Source data
^^^^
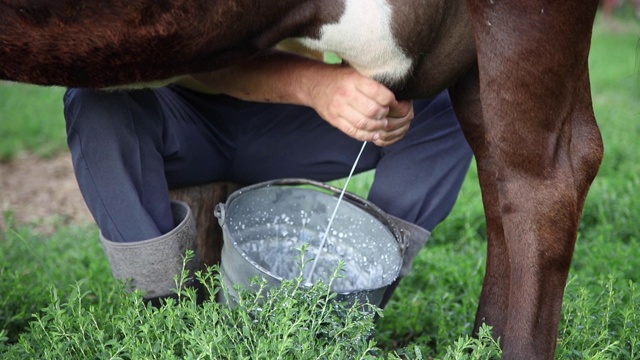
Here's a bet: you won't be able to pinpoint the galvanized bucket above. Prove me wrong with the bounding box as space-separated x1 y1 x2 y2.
215 179 404 305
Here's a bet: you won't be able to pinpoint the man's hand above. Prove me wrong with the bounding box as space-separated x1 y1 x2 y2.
308 67 414 146
185 52 413 146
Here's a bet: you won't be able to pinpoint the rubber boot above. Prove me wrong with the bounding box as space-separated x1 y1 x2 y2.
379 215 431 309
100 201 206 306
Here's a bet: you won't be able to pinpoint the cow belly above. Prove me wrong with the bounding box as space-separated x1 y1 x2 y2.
297 0 413 85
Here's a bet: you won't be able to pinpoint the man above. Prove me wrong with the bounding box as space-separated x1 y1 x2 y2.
65 45 471 305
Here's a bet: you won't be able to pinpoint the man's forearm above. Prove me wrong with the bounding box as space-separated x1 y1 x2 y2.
179 51 340 106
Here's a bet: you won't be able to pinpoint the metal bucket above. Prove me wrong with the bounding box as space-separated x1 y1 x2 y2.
215 179 404 305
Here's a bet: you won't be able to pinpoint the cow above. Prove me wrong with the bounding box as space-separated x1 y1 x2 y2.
0 0 603 359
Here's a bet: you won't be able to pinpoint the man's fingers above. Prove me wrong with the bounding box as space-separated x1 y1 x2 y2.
388 100 413 118
356 78 396 107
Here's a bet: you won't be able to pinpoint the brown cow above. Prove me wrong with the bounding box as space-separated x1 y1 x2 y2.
0 0 602 359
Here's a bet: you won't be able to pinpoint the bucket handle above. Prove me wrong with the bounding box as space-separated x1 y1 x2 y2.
213 203 227 227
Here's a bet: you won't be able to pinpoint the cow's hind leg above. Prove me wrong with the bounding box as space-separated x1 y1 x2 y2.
454 0 602 359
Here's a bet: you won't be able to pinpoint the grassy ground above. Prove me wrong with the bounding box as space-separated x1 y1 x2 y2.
0 14 640 359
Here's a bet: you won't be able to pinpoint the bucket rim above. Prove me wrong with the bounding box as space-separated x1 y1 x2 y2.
214 178 406 295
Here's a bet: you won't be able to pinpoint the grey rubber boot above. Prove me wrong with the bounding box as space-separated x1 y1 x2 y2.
100 201 201 305
379 215 431 309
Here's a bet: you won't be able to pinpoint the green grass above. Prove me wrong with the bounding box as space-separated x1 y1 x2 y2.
0 14 640 359
0 81 66 162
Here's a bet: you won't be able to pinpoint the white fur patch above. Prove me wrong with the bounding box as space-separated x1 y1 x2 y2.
297 0 412 84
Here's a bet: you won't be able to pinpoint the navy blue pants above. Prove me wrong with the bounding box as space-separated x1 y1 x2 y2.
64 86 472 242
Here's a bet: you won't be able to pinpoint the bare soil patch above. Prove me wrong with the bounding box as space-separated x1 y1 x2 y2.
0 152 93 234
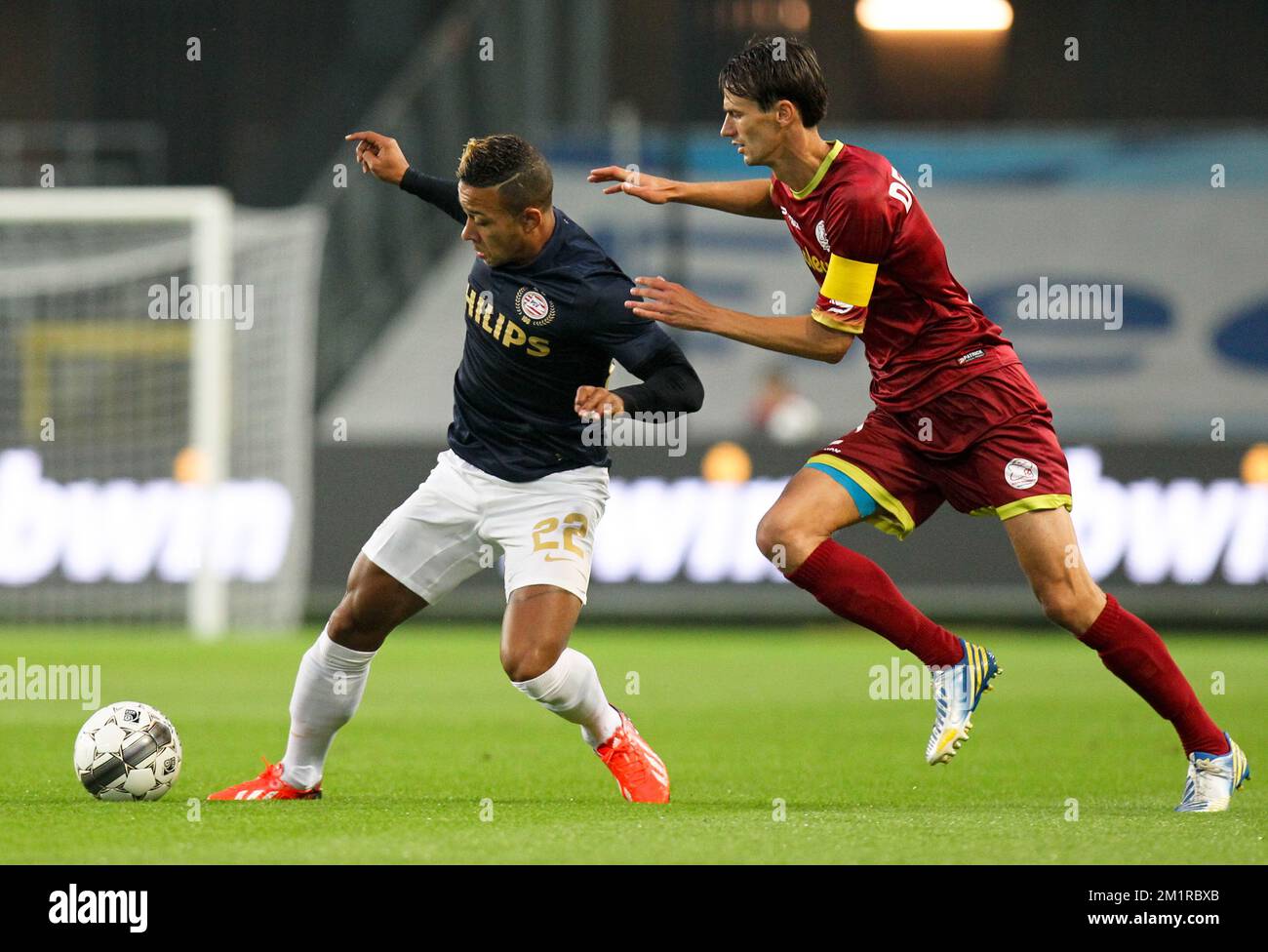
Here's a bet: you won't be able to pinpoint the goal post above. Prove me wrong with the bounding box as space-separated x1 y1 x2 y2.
0 187 325 638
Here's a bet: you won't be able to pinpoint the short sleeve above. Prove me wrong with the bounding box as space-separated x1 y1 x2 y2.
811 180 907 334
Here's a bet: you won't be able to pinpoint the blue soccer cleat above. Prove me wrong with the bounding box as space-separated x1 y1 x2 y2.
925 638 1001 767
1175 733 1250 813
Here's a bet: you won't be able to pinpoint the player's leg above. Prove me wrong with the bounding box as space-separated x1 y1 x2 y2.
757 425 999 766
1005 508 1229 754
482 466 669 803
282 553 427 790
757 446 964 665
501 584 621 748
1005 508 1250 813
211 454 482 800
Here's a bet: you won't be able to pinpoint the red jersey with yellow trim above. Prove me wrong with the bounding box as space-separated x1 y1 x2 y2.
770 142 1018 410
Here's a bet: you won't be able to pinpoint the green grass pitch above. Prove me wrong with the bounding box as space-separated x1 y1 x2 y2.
0 623 1268 863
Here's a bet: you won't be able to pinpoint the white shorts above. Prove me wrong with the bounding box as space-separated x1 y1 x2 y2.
362 450 608 605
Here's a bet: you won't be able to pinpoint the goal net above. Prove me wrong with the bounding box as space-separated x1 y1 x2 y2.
0 189 325 635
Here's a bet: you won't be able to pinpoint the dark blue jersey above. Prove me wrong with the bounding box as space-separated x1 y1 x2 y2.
449 208 698 483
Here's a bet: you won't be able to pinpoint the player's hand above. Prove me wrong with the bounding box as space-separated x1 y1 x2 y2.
343 131 410 185
625 276 717 331
587 165 679 206
574 386 625 420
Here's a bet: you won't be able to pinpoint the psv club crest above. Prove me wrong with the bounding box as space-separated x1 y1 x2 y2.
515 288 554 327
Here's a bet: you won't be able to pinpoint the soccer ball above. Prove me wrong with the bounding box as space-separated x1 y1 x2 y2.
75 701 180 800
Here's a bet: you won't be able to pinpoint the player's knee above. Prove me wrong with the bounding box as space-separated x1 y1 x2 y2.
1035 584 1085 633
326 585 394 652
757 506 796 559
502 645 559 685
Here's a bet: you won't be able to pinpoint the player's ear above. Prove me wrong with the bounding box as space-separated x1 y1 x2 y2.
520 206 545 232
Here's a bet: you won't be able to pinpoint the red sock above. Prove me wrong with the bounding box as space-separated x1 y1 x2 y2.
787 538 964 664
1079 595 1229 754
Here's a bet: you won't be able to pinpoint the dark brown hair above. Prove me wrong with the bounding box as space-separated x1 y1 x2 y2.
718 37 828 130
457 135 554 216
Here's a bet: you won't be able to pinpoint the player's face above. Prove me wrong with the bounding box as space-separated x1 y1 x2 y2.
719 93 780 165
457 181 529 267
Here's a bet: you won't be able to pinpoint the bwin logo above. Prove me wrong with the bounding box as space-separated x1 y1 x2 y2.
48 883 149 932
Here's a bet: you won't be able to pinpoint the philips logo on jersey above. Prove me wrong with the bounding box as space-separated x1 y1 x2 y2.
466 284 554 357
802 249 828 274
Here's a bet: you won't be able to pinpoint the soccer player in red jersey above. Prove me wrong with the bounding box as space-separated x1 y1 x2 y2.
590 38 1250 812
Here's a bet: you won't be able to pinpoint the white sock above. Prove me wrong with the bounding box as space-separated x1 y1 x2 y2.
511 648 621 746
282 629 375 790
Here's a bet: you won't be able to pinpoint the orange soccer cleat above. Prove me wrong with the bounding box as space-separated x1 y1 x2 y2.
595 707 669 804
207 759 321 800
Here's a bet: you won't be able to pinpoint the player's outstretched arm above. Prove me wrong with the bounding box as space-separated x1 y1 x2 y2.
343 130 466 224
588 165 782 218
625 276 854 364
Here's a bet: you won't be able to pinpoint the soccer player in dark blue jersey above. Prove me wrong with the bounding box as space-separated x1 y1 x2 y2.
211 132 704 803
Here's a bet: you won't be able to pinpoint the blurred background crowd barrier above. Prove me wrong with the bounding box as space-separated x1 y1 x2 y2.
0 0 1268 631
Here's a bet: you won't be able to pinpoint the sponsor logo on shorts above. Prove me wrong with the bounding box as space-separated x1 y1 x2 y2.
1005 456 1039 490
515 288 554 327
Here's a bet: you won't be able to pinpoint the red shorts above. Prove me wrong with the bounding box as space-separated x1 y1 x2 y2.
808 364 1072 538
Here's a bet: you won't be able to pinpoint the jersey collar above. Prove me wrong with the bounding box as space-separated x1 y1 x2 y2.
790 139 846 200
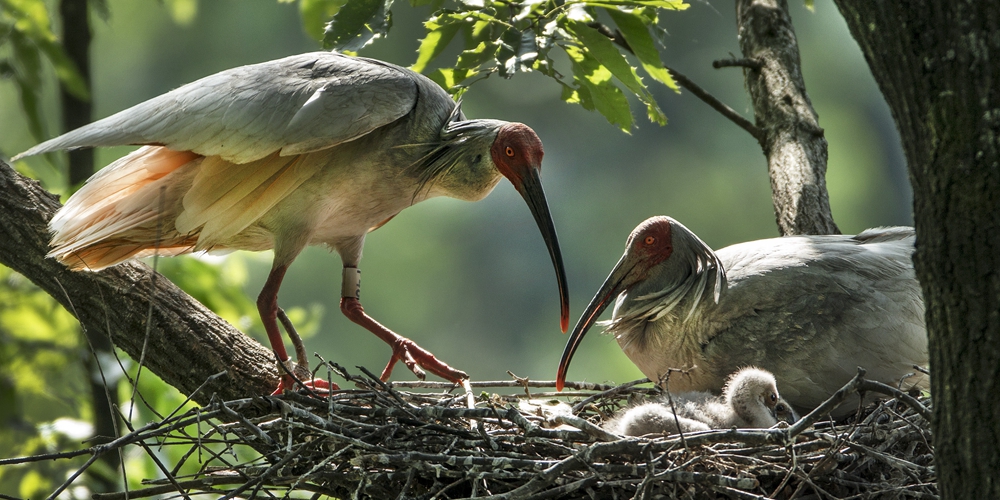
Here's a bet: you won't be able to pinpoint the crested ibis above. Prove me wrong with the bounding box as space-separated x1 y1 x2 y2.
15 52 569 391
557 216 928 416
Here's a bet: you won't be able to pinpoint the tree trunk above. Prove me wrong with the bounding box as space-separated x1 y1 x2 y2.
836 0 1000 499
0 161 278 404
736 0 840 235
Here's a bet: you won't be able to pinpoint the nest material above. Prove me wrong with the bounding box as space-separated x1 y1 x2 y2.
80 366 937 500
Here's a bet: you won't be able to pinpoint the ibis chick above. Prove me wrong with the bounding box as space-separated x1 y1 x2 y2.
610 367 798 436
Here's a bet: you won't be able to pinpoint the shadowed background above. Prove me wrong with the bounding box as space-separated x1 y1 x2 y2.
0 0 912 394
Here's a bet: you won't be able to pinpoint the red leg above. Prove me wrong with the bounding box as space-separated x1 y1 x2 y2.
257 265 338 395
340 297 469 384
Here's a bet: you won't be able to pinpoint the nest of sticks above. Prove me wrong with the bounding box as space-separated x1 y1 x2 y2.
56 364 938 500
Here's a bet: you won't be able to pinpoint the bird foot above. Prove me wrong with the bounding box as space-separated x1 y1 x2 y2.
271 359 340 396
379 337 469 384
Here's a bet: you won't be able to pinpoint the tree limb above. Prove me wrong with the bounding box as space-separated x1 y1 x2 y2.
736 0 840 235
0 161 277 404
835 0 1000 499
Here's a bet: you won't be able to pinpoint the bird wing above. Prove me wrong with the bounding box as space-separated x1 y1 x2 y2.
705 228 928 407
14 52 417 164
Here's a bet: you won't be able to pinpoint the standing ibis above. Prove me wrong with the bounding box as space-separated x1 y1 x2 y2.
15 52 569 391
557 217 928 415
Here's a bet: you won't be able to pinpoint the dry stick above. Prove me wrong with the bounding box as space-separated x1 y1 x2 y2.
40 415 223 500
552 415 622 442
786 366 865 439
859 380 933 422
54 278 128 491
389 380 618 394
712 57 764 71
128 186 167 422
567 378 650 413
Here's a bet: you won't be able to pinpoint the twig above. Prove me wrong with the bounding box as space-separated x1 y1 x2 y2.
712 57 764 71
566 378 649 413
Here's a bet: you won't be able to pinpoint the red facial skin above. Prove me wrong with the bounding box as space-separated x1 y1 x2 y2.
490 123 545 191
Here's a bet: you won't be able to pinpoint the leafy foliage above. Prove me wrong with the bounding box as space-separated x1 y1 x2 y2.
320 0 688 132
0 255 322 498
0 0 90 141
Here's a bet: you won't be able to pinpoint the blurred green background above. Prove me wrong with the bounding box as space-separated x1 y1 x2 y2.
0 0 912 492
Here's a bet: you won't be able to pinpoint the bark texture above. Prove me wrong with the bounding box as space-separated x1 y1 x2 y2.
836 0 1000 499
736 0 840 235
0 162 278 404
59 0 121 491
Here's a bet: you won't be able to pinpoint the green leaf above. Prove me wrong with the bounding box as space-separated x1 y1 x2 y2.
587 0 690 10
9 31 47 141
496 28 538 78
299 0 348 41
563 46 632 133
38 41 90 101
607 9 680 92
427 68 478 95
567 21 667 125
164 0 198 26
410 18 462 73
455 42 500 69
323 0 393 52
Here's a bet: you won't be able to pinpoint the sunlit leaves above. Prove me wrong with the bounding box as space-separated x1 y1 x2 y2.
312 0 688 132
607 9 680 91
0 0 89 140
299 0 347 41
563 46 632 132
323 0 392 52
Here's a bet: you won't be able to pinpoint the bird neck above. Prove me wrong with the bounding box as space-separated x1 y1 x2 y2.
413 118 506 201
606 234 726 368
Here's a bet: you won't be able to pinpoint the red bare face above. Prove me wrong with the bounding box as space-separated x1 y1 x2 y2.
626 217 674 270
490 123 545 188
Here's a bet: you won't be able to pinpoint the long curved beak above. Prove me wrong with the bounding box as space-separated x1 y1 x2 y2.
513 168 569 332
556 253 636 391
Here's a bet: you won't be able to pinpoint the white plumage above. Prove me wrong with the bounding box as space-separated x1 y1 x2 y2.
559 217 928 414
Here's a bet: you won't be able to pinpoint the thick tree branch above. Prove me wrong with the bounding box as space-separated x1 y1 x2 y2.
736 0 840 235
0 162 277 404
836 0 1000 499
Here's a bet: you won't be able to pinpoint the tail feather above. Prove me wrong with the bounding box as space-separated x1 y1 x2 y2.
48 146 202 271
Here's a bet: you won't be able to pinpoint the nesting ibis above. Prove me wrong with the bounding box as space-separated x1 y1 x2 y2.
557 216 928 415
15 52 569 391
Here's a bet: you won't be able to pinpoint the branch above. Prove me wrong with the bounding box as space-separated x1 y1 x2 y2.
^^^^
**Stated task**
Update the items from the line with "the dark brown" to the line with "802 249 828 274" by changing "pinpoint" to "locate", keeping all else the same. Give back only those lines.

**Task output**
Here's a bet: you won't be able to locate the dark brown hair above. Prove me wrong with the bounding box as space-separated x1 y1 x2 y2.
718 37 828 130
457 135 554 216
Here's a bet: you won't be able to locate the player's face above. Prove me wrong with the bounding box as space-separated x1 y1 x2 y2.
719 93 780 165
457 181 529 267
Here's a bet: you won't be able to locate the bwin logo above. Prove me wrong with the bounding box as space-separated x1 y1 x2 y2.
48 883 149 932
Here's a bet: you won't be able to locate the philips logo on jersey above. Prove me wrong with the bounding box as space-separated x1 y1 x2 y2.
466 284 554 357
802 249 828 274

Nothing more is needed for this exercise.